• Exercise goal
Would you copy out the whole listing exactly as given?
## Begin Given records
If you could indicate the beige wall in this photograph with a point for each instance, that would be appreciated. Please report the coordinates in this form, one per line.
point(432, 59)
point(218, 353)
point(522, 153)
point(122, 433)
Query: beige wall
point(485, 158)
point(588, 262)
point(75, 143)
## End Given records
• Response below
If you could indicate the beige wall in this photograph with a point for each instance, that would be appreciated. Please report the coordinates in this form, one per line.
point(432, 59)
point(218, 353)
point(522, 153)
point(122, 433)
Query: beige wall
point(485, 158)
point(588, 262)
point(75, 143)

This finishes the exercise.